Rytm, zagęszczenie, równowaga, kompozycja, siła struktury używanego materiału, jego wewnętrzny blask. Sztukę Katarzyny Piątek cechuje surowość, ograniczenie środków wyrazu i monochromatyczność. Artystka stara się wydobywać jak najwięcej wartości z używanych materiałów – naturalnego lnu i płótna, drewna czy metalowych zszywek. Wyszywa świat. Składa hołd naturze.
Zachęcamy do przeczytania rozmowy z artystką oraz do obejrzenia jej prac w naszej galerii online.
Marta Krajenta: Jesteś absolwentką szkół plastycznych w Zakopanem, studiowałaś na Akademii w Krakowie, a ostatnio ponownie wróciłaś w góry i do Zakopanego, by rozpocząć tam swoją przygodę pedagogiczną. Opowiedz nam proszę o swoich doświadczeniach. Jak magia tego miejsca wpływa na Ciebie, na to jak żyjesz i jak tworzysz?
Katarzyna Piątek: Zakopane miało na mnie ogromny wpływ w czasie, kiedy tam się uczyłam. Nie tyle samo miasto ile ludzie, których poznałam. Był to mój pierwszy kontakt z artystami, których cenię do dzisiaj. Na to jak się czujemy w danym miejscu, mają wpływ przede wszystkim ludzie, a ja miałam szczęście do dobrych ludzi i wspaniałych artystów w swoim życiu i myślę, że mam to szczęście do teraz. Przede wszystkim wyniosłam stąd to, co najważniejsze w sztuce, czyli szczerość i autentyczność. Jakbym zauważyła, że przestaję być szczera ze sobą, przestałabym tworzyć. Dużo energii dodają mi wyprawy górskie, do lasu czy nawet spacery po mieście, ale tylko wtedy kiedy wiadomo, że nie będzie tłumów. Właściwie wszędzie, nie szukając specjalnie, można dostrzec coś pięknego i inspirującego. Tu jest blisko do natury i do moich ukochanych gór. Tu znajduję również ciszę, która jest bardzo ważna dla mojego procesu twórczego. Czuję, że na ten czas w moim życiu jestem w dobrym miejscu.
Na zdjęciu Katarzyna Piątek.
Marta Krajenta: Czemu natura jest Ci tak bliska, że postanowiłaś zadedykować jej swoją sztukę?

- **Zadania do wykonania**
• A. Oceń, czy poniższe zdania zgadzają się z tekstem o Katarzynie Piątek. Przy każdym odpowiedz „tak” lub „nie” i przytocz dosłownie rozstrzygające słowa tekstu: (i) Katarzyna Piątek studiowała na Akademii w Krakowie; (ii) wyprawy górskie dodają artystce energii także wtedy, gdy są tłumy; (iii) artystka uważa szczerość i autentyczność za najważniejsze w sztuce.
• B. Zbierz z rekordów poniżej każdy wiersz, w którym występuje słowo „windshield”. Wielkość liter ma znaczenie.

- **Rekordy do zadania**
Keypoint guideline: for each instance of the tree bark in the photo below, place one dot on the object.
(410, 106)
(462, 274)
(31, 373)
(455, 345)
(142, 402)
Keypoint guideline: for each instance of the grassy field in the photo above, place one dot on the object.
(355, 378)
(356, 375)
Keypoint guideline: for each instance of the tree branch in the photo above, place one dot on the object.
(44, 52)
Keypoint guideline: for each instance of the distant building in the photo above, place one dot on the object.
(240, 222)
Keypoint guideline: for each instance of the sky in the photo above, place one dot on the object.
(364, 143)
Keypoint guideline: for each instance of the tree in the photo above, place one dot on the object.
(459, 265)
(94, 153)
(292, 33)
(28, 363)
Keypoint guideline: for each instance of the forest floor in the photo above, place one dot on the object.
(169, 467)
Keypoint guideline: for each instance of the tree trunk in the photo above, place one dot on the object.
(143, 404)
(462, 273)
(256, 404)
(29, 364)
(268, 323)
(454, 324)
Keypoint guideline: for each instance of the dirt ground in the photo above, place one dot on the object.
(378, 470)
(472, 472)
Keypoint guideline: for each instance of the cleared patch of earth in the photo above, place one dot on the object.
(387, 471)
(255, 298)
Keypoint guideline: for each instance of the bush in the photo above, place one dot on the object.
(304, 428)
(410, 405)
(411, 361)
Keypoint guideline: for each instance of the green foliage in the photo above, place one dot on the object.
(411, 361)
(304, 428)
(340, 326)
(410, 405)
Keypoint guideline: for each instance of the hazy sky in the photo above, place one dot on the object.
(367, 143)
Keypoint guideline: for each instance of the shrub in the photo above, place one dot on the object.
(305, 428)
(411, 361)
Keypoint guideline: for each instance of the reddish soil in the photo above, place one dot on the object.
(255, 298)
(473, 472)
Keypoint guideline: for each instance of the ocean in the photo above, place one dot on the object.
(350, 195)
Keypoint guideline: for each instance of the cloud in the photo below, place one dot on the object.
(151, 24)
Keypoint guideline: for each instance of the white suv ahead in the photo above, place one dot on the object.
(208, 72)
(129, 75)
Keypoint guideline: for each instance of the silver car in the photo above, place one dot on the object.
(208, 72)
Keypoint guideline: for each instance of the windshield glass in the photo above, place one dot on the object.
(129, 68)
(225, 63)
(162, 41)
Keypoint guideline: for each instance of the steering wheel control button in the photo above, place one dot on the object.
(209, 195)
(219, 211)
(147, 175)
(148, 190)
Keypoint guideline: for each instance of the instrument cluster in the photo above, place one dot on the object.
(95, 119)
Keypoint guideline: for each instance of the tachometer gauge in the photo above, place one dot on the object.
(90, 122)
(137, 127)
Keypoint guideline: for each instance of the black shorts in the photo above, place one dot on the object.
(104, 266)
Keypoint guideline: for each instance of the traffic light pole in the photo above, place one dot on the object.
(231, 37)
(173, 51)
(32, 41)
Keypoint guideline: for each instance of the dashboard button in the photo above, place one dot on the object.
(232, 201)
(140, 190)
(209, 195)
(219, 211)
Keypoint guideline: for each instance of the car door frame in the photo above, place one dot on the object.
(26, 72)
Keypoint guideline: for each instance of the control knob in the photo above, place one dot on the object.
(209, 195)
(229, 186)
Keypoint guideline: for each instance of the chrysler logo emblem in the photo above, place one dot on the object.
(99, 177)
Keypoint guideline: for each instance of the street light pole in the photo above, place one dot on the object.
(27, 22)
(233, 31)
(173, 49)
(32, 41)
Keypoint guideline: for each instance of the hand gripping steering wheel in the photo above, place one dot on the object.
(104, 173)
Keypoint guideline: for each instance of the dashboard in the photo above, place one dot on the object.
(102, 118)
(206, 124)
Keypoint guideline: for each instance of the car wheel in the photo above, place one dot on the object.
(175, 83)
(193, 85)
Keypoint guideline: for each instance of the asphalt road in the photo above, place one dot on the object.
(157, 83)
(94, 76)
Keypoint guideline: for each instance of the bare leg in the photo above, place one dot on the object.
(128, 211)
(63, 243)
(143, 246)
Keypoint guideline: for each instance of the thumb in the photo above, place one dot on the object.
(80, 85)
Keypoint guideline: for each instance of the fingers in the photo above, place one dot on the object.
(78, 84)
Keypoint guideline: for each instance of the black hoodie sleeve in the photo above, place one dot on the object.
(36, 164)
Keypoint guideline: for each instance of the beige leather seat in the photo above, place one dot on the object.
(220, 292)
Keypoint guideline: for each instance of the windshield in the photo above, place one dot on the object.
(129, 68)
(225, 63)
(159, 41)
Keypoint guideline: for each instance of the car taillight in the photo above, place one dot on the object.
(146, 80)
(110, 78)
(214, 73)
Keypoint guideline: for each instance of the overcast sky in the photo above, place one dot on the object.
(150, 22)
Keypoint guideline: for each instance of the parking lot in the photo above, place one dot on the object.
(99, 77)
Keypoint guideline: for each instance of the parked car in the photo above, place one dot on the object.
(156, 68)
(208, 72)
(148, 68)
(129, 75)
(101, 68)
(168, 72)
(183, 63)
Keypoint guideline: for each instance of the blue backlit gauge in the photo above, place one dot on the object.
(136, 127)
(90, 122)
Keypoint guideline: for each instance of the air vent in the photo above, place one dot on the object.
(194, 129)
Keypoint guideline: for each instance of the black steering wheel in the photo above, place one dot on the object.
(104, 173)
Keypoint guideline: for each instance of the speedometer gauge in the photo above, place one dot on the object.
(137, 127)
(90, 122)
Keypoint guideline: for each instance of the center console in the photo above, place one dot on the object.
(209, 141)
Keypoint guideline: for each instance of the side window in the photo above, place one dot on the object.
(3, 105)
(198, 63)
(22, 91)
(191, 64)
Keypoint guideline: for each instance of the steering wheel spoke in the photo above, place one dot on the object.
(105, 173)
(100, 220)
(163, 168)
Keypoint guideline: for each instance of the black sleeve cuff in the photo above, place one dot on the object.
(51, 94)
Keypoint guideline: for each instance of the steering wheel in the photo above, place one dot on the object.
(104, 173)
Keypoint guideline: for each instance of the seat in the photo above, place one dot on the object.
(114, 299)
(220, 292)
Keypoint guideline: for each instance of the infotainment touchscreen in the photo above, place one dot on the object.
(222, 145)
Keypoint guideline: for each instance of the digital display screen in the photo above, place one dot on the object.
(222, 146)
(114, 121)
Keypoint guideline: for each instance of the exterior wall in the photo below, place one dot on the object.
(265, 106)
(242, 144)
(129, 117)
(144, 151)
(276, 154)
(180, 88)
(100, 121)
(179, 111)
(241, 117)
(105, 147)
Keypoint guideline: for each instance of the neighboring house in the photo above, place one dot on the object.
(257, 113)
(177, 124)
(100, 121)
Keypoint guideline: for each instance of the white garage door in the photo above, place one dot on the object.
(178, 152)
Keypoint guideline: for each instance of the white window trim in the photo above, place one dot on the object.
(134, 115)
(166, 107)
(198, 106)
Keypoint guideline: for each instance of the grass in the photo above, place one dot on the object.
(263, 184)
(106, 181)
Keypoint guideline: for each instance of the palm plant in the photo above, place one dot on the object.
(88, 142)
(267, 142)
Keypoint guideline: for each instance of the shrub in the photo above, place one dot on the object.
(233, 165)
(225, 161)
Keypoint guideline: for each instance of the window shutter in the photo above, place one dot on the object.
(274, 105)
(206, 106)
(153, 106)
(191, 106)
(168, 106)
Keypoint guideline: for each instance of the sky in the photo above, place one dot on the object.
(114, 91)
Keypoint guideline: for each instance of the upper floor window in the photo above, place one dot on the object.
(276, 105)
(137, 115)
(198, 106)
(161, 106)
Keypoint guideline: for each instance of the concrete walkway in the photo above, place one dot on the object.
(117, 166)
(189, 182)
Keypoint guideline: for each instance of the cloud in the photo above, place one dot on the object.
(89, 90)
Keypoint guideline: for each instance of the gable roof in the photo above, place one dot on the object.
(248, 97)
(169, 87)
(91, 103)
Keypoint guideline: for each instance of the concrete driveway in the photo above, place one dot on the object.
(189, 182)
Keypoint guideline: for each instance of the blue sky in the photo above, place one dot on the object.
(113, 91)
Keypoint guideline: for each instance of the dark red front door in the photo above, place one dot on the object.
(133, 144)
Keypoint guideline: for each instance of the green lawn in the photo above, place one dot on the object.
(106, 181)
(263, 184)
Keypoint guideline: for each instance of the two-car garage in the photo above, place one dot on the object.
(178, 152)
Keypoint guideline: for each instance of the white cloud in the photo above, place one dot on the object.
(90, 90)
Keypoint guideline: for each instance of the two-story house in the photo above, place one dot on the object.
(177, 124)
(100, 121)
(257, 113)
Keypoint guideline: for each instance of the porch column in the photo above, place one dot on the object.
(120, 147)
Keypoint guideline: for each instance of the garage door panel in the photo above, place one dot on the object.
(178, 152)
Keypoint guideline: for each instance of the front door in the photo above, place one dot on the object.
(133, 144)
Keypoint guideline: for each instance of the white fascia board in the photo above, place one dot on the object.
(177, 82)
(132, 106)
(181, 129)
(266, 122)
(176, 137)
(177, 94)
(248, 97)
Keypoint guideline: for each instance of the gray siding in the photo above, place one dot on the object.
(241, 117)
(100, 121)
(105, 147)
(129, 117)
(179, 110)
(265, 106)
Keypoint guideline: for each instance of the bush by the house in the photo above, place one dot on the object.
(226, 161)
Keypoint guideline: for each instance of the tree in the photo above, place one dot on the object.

- **Oczekiwane odpowiedzi**
• A.
(i) Tak – „studiowałaś na Akademii w Krakowie”.
(ii) Nie – „ale tylko wtedy kiedy wiadomo, że nie będzie tłumów”.
(iii) Tak – „to, co najważniejsze w sztuce, czyli szczerość i autentyczność”.

• B.
Keypoint guideline: for each instance of the windshield glass in the photo above, place one dot on the object.
Keypoint guideline: for each instance of the windshield in the photo above, place one dot on the object.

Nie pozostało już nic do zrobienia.